ET BEN J'AVAIS QUAND MEME RAISON! Effectivement notre nouveau bus est tout ce qu'il y a de plus normal. Quand même, pour sa défense, les sièges s'abaissent plus que suffisamment. Et de toute façon, comme rien ne m'arrête quand il s'agit de piquer un roupillon, j'ai fermé les yeux et me suis réveillée 7 heures plus tard à Hiroshima.
Bon ok, j'ai peut-être été réveillée toutes les 2h environ par le chauffeur qui parlait pendant 20 minutes à chaque arrêt, tout ça pour dire que la pause pipi durait 10 minutes. Le truc avec le japonais, c'est que quand on utilise la forme honorifique (pour parler aux clients par exemple), les formules sont longues. Très longues.
Pandinette dans le bus de la mort qui tue.


 Nous sommes donc arrivées sans encombre à Hiroshima, vers 6h30, tout juste à l'aube. Nous marchons jusqu'à l'auberge de jeunesse qui se trouve de l'autre côté du parc de la Paix et découvrons donc par cette occasion le célèbre dôme de la bombe atomique, ou Genbaku domu 原爆ドーム , déserté.

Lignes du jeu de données

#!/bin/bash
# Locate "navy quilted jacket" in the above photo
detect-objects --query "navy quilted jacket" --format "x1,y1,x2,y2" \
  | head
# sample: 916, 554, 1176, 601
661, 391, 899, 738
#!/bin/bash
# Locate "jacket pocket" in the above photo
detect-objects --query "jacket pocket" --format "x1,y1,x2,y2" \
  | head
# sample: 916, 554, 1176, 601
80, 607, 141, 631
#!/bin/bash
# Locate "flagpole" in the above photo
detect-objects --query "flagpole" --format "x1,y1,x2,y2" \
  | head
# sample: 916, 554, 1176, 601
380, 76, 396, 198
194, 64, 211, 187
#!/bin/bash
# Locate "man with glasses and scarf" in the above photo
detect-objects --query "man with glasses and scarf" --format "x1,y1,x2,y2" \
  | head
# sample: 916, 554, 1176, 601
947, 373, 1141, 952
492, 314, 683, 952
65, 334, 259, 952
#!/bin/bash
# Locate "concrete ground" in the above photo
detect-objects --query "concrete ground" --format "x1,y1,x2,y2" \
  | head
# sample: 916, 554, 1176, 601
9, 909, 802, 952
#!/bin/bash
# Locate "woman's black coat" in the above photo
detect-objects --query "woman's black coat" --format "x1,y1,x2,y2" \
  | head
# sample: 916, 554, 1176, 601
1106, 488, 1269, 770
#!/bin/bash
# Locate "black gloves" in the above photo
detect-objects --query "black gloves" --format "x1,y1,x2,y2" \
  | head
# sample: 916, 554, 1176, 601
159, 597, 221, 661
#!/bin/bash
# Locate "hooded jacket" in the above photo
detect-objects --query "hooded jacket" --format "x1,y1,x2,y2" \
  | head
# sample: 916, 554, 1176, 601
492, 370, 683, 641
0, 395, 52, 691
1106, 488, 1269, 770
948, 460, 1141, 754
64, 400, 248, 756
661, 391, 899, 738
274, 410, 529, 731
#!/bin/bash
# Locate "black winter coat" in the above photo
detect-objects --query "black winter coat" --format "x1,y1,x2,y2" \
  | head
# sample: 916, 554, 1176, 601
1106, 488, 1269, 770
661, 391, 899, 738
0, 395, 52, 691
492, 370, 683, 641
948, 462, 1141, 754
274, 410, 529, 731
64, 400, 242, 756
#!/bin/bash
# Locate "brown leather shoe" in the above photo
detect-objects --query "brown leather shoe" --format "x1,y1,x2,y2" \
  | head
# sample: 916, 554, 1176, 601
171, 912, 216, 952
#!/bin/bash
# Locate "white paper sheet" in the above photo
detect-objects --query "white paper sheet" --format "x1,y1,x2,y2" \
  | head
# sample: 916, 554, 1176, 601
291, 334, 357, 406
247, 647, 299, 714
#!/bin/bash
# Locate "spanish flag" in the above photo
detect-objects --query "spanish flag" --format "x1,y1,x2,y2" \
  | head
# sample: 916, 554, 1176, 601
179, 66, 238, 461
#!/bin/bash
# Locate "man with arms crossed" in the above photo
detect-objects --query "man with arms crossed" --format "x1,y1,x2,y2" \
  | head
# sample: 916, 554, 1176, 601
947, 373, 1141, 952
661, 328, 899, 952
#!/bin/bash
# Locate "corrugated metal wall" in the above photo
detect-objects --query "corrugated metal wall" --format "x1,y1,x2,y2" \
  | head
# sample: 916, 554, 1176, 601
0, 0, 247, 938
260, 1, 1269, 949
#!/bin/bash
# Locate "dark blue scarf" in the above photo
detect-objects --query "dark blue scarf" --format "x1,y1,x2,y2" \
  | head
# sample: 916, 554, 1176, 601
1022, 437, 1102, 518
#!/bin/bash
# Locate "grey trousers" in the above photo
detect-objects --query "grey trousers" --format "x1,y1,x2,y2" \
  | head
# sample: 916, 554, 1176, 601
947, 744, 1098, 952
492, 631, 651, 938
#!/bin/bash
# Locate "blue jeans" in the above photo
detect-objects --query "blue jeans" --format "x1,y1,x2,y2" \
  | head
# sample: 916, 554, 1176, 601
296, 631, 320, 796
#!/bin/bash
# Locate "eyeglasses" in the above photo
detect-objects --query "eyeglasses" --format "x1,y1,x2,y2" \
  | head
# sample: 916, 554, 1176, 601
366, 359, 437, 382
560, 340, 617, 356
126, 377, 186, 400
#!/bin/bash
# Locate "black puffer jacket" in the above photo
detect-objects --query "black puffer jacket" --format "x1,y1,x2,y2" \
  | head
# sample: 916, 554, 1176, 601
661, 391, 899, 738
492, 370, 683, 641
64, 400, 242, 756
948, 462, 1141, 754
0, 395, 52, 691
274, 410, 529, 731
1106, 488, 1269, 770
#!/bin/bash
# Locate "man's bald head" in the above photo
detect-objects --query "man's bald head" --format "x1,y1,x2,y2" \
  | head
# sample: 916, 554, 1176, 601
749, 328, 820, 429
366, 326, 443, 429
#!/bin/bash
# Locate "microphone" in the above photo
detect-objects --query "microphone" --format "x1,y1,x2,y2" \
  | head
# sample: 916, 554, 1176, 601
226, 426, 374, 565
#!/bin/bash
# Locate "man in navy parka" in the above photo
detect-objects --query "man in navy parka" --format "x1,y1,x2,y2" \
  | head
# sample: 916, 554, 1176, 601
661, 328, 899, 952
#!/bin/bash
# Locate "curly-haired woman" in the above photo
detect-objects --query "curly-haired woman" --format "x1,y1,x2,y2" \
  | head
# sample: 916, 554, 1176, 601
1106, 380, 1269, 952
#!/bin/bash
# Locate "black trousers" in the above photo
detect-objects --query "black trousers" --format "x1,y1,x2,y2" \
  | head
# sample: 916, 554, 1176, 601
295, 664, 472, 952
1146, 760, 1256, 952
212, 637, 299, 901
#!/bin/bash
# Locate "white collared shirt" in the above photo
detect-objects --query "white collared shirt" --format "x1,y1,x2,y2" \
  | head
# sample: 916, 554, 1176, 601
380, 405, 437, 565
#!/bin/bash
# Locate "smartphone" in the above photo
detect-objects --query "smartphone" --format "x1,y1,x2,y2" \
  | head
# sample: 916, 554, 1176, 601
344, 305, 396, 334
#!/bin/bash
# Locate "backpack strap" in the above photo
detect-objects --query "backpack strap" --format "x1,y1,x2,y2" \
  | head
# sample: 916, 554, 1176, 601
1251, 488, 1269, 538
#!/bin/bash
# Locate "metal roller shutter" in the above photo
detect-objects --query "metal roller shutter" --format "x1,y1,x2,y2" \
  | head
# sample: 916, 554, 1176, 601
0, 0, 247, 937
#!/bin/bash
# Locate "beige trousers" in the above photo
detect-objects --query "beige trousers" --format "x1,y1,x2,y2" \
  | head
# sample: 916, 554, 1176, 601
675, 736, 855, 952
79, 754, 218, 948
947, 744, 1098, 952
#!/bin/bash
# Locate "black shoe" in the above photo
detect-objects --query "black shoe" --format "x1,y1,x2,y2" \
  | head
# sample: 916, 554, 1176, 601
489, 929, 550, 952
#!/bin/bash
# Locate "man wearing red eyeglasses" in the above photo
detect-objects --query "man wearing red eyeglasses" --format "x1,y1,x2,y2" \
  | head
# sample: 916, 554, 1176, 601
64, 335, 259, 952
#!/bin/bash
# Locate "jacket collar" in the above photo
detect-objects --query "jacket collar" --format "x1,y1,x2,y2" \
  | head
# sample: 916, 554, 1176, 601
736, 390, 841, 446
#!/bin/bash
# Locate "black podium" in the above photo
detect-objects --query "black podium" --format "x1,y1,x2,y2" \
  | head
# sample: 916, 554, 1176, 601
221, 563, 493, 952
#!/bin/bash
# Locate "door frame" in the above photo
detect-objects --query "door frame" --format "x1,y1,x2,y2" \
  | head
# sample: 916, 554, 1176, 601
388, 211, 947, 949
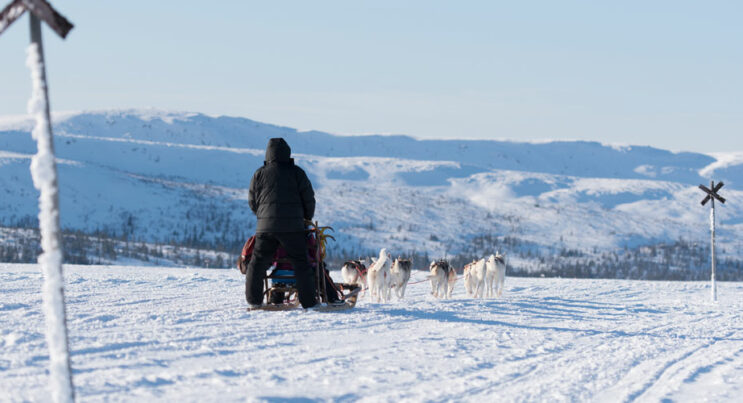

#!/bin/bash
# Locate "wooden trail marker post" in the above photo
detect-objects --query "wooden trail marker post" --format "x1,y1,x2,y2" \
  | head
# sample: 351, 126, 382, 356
699, 181, 725, 302
0, 0, 75, 402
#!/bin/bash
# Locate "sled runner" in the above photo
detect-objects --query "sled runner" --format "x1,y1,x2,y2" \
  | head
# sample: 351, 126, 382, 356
238, 222, 361, 312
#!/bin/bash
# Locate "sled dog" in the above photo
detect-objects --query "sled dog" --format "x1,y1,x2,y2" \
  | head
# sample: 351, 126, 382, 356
469, 259, 487, 298
390, 257, 413, 299
366, 248, 392, 302
485, 252, 506, 297
428, 259, 456, 298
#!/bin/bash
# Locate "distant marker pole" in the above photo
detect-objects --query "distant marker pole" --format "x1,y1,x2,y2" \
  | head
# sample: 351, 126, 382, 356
699, 181, 725, 302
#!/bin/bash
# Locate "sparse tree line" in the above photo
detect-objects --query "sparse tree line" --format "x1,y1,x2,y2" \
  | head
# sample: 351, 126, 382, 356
0, 218, 743, 281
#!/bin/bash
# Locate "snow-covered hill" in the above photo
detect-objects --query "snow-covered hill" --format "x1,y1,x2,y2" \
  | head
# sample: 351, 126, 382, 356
0, 111, 743, 274
0, 264, 743, 402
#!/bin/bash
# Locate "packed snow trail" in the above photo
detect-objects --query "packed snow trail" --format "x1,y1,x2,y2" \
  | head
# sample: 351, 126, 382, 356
0, 264, 743, 402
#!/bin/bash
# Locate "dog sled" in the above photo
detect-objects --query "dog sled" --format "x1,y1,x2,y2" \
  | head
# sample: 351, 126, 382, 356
237, 222, 361, 311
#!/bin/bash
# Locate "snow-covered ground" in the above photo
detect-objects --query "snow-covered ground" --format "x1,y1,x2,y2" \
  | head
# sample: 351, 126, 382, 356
0, 264, 743, 402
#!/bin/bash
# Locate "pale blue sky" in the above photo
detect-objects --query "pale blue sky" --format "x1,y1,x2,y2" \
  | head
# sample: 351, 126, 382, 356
0, 0, 743, 152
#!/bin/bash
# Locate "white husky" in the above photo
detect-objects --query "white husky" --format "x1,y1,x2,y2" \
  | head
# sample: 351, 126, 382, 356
390, 257, 413, 299
366, 248, 392, 302
485, 252, 506, 297
428, 260, 453, 298
341, 260, 366, 290
469, 259, 487, 298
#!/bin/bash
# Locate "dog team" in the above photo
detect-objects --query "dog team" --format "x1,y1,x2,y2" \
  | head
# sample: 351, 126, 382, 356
341, 248, 506, 302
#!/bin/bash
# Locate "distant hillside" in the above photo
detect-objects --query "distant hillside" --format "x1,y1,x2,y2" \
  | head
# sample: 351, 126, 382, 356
0, 111, 743, 280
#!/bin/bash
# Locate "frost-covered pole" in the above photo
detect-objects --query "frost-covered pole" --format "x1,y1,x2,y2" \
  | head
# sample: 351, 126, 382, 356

• [CONSIGNE A]
Dans le récit du trajet en bus jusqu'à Hiroshima, reformulez en deux phrases plus courtes le paragraphe qui commence par « Bon ok, j'ai peut-être été réveillée ».
• [CONSIGNE B]
Rédigez la suite du récit d'arrivée à Hiroshima en reprenant juste après sa dernière phrase.
Les données n'ont aucun rôle à jouer ici.

• [RÉPONSE A]
J'ai sans doute été réveillée environ toutes les deux heures par le chauffeur, qui parlait vingt minutes à chaque arrêt pour annoncer une pause pipi de dix minutes. En japonais, la forme honorifique, employée par exemple avec les clients, impose des formules très longues.

• [RÉPONSE B]
Autant dire qu'au petit jour, c'est assez lugubre, d'autant plus que nous ne croisons pas un chat.


Nous traversons le parc et tombons par hasard sur l'un de ses plus célèbres monuments: le Monument de la Paix des enfants dédié aux enfants tués par la bombe dans les jours qui suivirent le 6 août 1945 ou décédés suite à l'exposition aux radiations, des années plus tard.

Ce monument est célèbre car il a été construit à la demande des enfants de la ville d'Hiroshima eux-mêmes suite au décès tragique de Sadako Sasaki, décédée des suites d'une leucémie fulgurante à l'âge de 12 ans en 1955. Elle avait en effet survécu à l'explosion de la bombe elle même mais a été contaminée par les retombées nucléaires. C'est Sadako tenant une grue en origami géante qui est représentée au sommet du monument.
En effet, lorsque sa leucémie fut découverte, les médecins ne lui donnèrent que trois mois à un an à vivre, et Sadako décida alors de plier 1000 grues en papier. Selon les légendes, quiconque réussit à plier 1000 grues se voit accorder n'importe quel voeu... Malgré tous ses efforts, Sadako décéda avant d'atteindre son objectif. Suite à cela ses camarades de classes réclamèrent l'édification d'un monument commémoratif, finalement réalisé en 1958.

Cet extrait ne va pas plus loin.